Posts Tagged ‘writing’

The Freedom of Shackles

Friday, November 30th, 2007

It’s Friday, and despite a fusillade of rejection letters earlier in the week, I’m feeling rather good because I finished the first draft of a new story yesterday. It’s short, for me at least, and it’s not stunningly original because it’s a pastiche of a classic but unknown fantasy author. It’s also at this point destined for a private publishing venture instead of the usual markets.

The neat thing that I realized after finishing it was how liberating all of those constraints ended up being. I didn’t need to outline because I followed the structure of the story I was satirizing. I didn’t need to worldbuild a society because the story moved quickly through only a few locales. The antiquated narrative voice perfectly fit the more pompous and baroque side of my own. I usually stretch the literal connotations of language, which many readers aren’t spry enough to follow. For this story I embraced that whole-hog, even to the point of inventing new words. And because the story won’t go through traditional submission channels, I had no nagging worry that some editor would get snarky at my poetics.

My first-reader thought the story came out very well. I’ll get another critique or two, then see where it stands. But at that point, I’m quite curious to see if this completely off-the-cuff effort might actually seize an editor’s interest. That would be hilarious, and quite a comment on this less restrained process. Who knows–stranger things have happened….

Over-drafting?

Monday, November 19th, 2007

In a comment to last week’s post about the risk of First Drafts as Final Drafts, my writing colleague Pantsless Justin asked if I think a story could be critiqued and/or revised too much. Absolutely. Patrick Nielsen Hayden, editor at Tor and instructor at a workshop I attended, calls this “crit burn” (like freezer burn) and says he can see it in manuscripts.

I don’t know exactly what tips him off, but I have seen heavily critted manuscripts that read somewhat scattered, as though they’re trying to do too many different tiny things. With critiques of my own writing, I can easily dismiss suggestions that are completely different from what I’m trying to achieve in that piece. And there are always suggestions that are brilliant–Charles Coleman Finlay says that if a crit suggestion is so cool that you wish you’d thought of it yourself, put it in.

* **Exercise description**:
According to the blog posts, what term does Patrick Nielsen Hayden use for a story that has been critiqued too much? Answer from the blog posts alone.

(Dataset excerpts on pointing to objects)
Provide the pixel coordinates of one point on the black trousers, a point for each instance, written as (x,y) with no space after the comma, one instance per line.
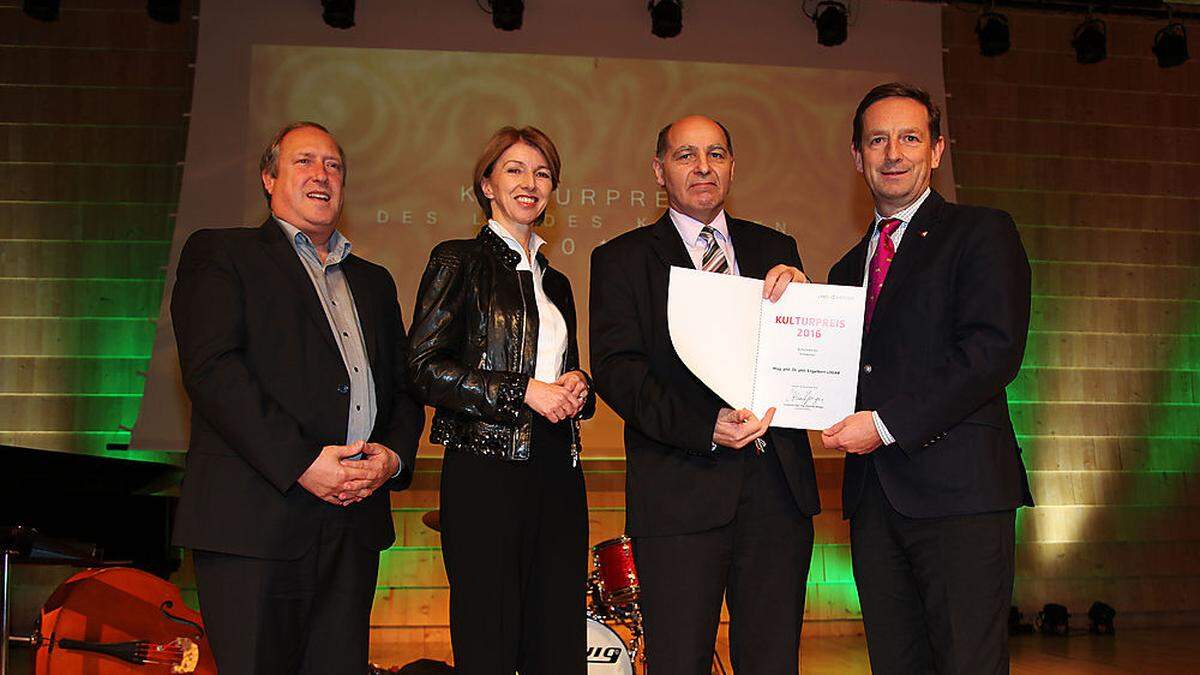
(935,591)
(307,616)
(515,542)
(759,563)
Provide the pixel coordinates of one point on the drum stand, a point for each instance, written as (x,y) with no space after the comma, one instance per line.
(624,614)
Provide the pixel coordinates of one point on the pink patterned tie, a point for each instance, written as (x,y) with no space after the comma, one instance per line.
(880,263)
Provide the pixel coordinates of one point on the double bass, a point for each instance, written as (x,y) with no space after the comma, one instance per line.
(118,621)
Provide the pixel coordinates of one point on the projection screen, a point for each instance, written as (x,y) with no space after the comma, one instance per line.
(417,88)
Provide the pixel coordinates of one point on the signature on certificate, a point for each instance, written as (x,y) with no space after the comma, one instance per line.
(805,398)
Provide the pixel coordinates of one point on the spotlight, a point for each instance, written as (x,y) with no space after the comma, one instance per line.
(41,10)
(1171,45)
(832,18)
(337,13)
(1054,620)
(1014,622)
(666,17)
(1091,41)
(991,29)
(163,11)
(507,15)
(1101,617)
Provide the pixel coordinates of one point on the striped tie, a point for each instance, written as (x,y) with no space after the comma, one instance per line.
(714,261)
(714,258)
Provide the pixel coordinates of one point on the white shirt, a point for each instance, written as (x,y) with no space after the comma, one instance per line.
(551,357)
(689,231)
(904,215)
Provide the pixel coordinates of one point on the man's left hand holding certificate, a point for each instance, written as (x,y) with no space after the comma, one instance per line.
(798,354)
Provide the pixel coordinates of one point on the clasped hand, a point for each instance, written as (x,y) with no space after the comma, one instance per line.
(341,481)
(778,279)
(562,400)
(738,428)
(856,435)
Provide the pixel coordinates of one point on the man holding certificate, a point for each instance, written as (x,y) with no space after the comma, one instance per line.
(713,511)
(934,473)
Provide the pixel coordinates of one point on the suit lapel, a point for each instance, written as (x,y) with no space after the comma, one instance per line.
(751,258)
(856,260)
(364,304)
(283,255)
(911,251)
(667,244)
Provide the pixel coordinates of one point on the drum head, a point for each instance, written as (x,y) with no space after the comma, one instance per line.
(607,653)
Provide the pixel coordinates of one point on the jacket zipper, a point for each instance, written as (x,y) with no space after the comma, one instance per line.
(525,310)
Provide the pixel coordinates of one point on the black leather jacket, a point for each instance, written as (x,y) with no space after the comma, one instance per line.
(474,344)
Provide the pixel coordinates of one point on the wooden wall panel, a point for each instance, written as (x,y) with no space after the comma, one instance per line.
(1090,209)
(103,144)
(1098,166)
(48,103)
(93,127)
(85,221)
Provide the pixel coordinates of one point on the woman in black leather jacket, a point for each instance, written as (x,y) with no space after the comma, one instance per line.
(493,351)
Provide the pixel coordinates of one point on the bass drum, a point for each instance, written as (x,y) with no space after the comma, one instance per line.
(607,653)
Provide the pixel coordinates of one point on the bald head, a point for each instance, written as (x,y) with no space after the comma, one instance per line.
(694,163)
(664,142)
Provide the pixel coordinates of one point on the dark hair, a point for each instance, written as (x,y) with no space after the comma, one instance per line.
(901,90)
(502,141)
(661,145)
(269,162)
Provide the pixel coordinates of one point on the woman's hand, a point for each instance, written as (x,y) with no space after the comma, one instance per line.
(576,384)
(552,401)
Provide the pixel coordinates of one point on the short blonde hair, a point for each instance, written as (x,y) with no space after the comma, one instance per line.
(504,138)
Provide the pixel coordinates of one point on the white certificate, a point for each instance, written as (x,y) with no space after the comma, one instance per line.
(798,356)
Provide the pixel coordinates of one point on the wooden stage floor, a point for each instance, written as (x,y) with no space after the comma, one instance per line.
(1163,651)
(1158,651)
(1145,651)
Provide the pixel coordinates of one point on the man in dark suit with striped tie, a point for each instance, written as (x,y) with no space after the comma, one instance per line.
(719,505)
(934,473)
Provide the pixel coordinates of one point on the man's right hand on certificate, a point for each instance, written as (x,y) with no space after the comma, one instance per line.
(778,279)
(738,428)
(856,435)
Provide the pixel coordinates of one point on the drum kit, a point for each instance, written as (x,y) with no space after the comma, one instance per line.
(613,593)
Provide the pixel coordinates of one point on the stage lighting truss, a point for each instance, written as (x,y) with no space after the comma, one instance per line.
(507,15)
(666,17)
(993,33)
(41,10)
(831,18)
(163,11)
(1091,41)
(337,13)
(1171,45)
(1099,617)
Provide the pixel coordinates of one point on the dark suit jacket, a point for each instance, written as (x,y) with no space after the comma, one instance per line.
(673,483)
(269,389)
(947,336)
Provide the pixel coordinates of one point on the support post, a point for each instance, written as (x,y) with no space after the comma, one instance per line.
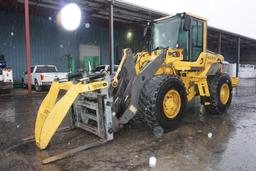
(111,36)
(27,44)
(238,55)
(219,50)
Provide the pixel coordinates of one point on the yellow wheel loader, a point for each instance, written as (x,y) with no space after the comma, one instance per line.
(156,84)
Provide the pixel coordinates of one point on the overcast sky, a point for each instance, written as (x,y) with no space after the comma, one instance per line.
(237,16)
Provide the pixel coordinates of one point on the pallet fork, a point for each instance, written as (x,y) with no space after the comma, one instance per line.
(52,112)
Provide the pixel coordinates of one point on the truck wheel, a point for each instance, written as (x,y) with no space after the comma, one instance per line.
(37,86)
(220,87)
(163,101)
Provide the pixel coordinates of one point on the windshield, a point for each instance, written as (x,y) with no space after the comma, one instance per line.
(45,69)
(165,32)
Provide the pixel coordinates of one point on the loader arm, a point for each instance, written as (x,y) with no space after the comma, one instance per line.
(52,112)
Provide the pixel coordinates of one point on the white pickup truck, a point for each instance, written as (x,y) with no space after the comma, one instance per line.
(43,75)
(6,80)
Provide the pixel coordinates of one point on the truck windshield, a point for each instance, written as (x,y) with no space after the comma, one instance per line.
(45,69)
(166,32)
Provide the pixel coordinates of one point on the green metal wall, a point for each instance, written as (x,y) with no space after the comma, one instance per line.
(49,42)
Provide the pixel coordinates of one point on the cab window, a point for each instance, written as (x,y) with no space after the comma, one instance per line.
(197,39)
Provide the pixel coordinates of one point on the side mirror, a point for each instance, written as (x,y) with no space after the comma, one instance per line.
(187,23)
(147,30)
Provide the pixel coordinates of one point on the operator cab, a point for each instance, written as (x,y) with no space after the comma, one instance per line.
(184,31)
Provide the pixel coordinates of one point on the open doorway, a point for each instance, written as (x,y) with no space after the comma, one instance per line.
(89,57)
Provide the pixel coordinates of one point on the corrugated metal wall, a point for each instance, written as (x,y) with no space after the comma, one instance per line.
(49,42)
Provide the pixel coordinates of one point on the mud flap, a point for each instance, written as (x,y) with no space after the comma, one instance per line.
(52,113)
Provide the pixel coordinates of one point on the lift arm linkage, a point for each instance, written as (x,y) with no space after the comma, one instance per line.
(52,112)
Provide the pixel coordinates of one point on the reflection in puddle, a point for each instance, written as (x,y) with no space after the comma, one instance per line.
(8,115)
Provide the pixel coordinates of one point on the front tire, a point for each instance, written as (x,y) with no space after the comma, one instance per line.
(163,101)
(220,87)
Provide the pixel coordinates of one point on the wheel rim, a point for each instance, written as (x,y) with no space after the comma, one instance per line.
(171,104)
(224,93)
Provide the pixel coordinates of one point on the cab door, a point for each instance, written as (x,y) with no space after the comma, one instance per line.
(196,39)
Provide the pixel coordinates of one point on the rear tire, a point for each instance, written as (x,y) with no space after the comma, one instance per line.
(152,102)
(220,99)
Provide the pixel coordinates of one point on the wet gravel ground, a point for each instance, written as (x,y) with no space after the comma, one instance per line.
(232,146)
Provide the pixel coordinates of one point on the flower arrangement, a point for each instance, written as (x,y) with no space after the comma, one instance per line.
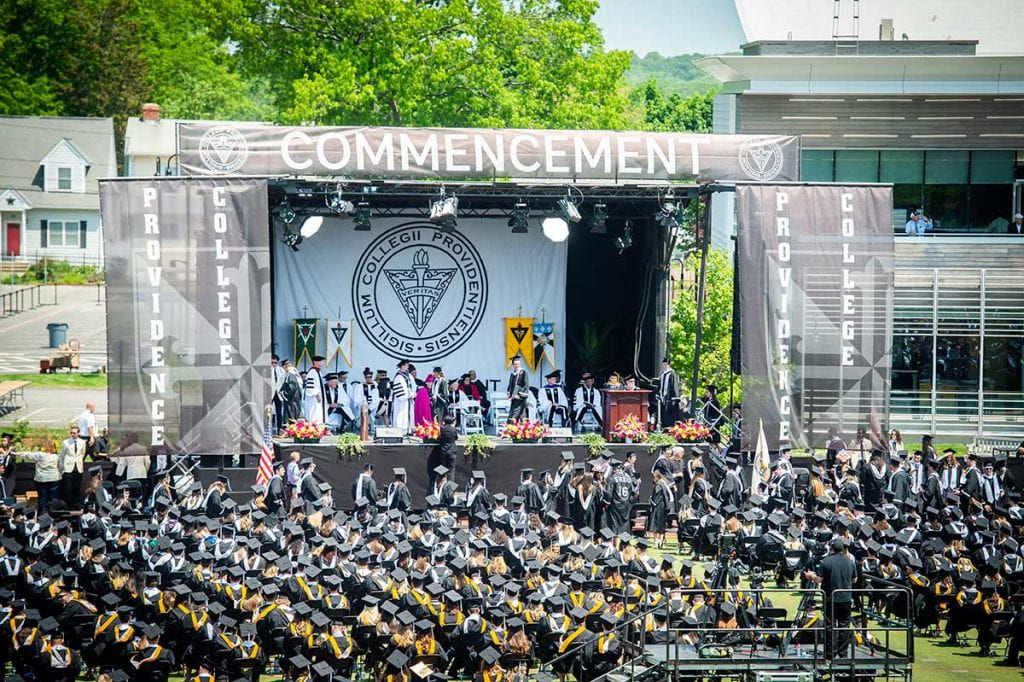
(478,444)
(428,430)
(688,431)
(524,429)
(301,429)
(349,445)
(629,429)
(594,441)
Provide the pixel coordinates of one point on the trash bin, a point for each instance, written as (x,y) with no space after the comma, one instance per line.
(58,333)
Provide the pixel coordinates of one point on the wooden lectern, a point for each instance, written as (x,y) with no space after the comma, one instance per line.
(619,403)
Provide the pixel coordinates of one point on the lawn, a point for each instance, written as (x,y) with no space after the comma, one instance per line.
(60,379)
(933,661)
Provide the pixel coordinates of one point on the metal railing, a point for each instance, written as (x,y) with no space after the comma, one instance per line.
(27,298)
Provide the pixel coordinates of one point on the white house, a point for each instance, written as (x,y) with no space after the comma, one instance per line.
(49,200)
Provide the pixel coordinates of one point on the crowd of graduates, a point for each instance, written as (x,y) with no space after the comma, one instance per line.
(476,584)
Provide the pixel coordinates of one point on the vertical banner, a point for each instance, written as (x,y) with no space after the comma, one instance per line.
(187,312)
(544,344)
(305,341)
(519,341)
(338,334)
(815,295)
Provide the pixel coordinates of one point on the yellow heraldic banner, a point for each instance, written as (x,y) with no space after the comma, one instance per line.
(305,339)
(519,340)
(338,334)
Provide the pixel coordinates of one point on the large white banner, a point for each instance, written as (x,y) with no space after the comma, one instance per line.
(419,293)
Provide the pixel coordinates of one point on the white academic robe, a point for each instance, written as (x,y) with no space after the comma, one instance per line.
(553,403)
(313,399)
(402,392)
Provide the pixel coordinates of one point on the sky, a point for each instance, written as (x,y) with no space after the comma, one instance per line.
(670,27)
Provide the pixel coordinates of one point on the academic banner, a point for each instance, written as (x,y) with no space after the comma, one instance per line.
(187,265)
(815,297)
(248,148)
(417,292)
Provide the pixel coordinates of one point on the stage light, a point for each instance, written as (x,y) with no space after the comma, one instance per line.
(569,211)
(310,226)
(291,239)
(626,240)
(286,213)
(361,218)
(555,229)
(519,222)
(444,211)
(599,219)
(339,204)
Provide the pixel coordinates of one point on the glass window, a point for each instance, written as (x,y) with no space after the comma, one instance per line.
(816,165)
(945,166)
(901,166)
(946,205)
(856,166)
(61,233)
(64,179)
(1003,364)
(990,166)
(990,206)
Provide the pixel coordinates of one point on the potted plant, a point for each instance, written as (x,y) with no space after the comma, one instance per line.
(303,431)
(629,429)
(349,445)
(428,431)
(689,431)
(524,430)
(478,445)
(595,442)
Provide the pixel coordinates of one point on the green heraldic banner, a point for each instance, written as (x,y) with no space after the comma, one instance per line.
(815,294)
(187,312)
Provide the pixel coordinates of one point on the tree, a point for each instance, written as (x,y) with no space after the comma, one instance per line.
(717,336)
(673,114)
(433,62)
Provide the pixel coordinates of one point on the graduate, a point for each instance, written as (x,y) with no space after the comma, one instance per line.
(402,392)
(553,401)
(313,400)
(518,390)
(587,400)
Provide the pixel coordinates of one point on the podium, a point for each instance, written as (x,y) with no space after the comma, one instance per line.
(619,403)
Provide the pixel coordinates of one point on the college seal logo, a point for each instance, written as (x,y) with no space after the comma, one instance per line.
(419,292)
(761,159)
(223,148)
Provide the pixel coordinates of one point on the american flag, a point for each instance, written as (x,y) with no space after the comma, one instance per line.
(266,454)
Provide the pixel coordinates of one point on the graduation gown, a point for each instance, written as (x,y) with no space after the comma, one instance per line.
(313,398)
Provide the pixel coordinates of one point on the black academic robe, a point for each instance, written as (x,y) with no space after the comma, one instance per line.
(532,499)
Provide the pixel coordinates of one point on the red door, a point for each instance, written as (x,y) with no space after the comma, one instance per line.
(13,240)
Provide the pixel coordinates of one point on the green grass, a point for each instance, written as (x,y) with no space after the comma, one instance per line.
(60,379)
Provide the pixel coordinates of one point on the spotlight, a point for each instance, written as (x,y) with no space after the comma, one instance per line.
(519,222)
(555,229)
(286,214)
(361,218)
(568,210)
(599,219)
(340,205)
(291,239)
(444,211)
(626,240)
(310,226)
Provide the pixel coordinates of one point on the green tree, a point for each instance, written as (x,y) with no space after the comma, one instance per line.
(440,62)
(717,336)
(672,114)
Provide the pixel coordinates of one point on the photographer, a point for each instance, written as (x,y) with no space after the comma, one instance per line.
(836,573)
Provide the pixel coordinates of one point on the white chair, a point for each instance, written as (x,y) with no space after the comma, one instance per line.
(500,409)
(471,417)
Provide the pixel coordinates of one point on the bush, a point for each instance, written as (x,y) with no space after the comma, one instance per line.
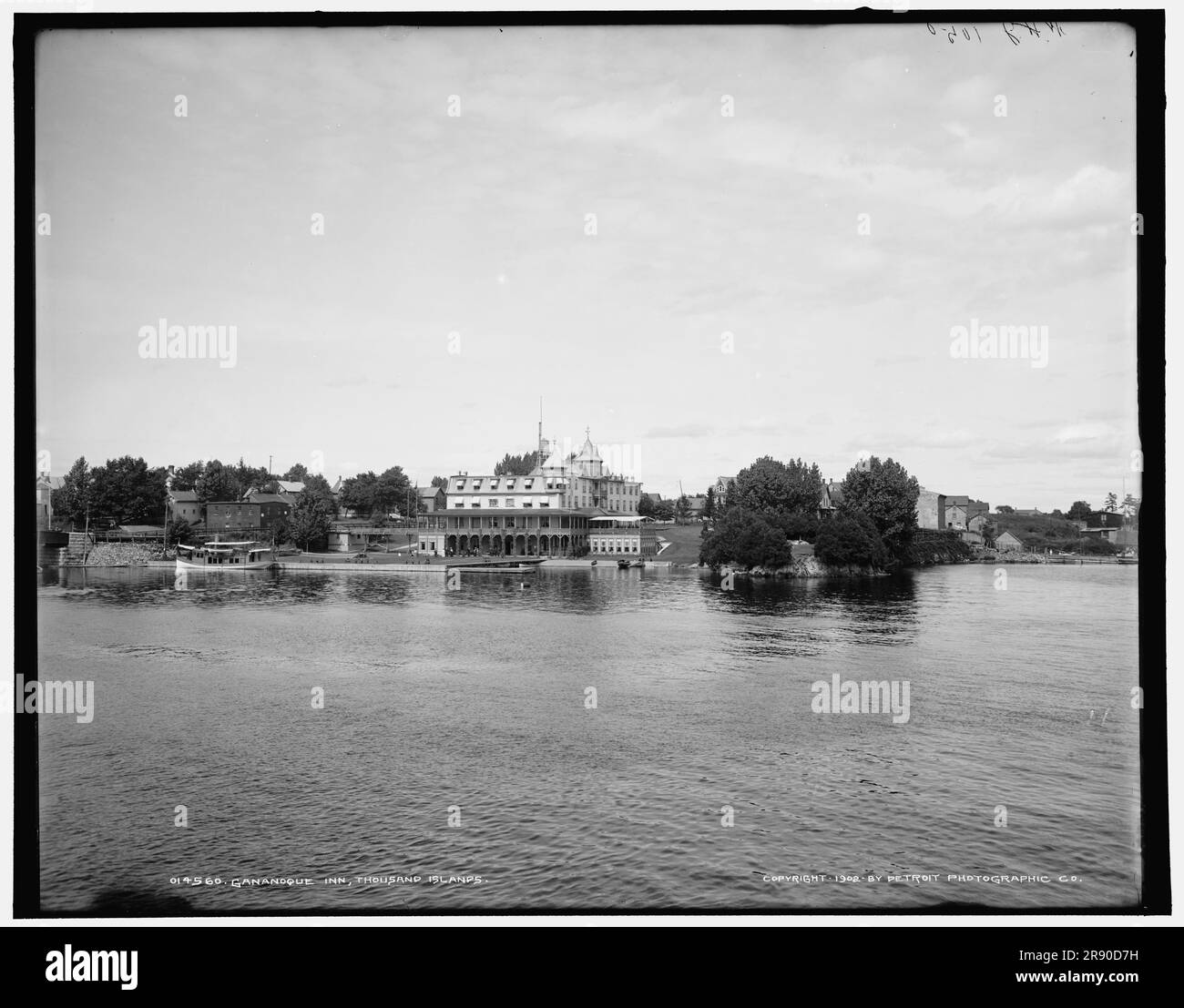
(798,525)
(851,540)
(746,540)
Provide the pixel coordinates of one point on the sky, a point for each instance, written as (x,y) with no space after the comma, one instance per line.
(702,245)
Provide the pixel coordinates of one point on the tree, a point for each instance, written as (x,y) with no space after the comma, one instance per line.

* **Correct answer**:
He calls it "crit burn," likening it to freezer burn.